----- Provided records -----
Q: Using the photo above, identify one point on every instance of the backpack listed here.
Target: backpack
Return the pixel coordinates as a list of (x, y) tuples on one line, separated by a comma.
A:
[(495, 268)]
-----
Work item =>
Each line of the listing that includes the word "backpack" should be copied out.

Finished task =>
Q: Using the photo above, identify one point on every instance of the backpack listed here.
Target: backpack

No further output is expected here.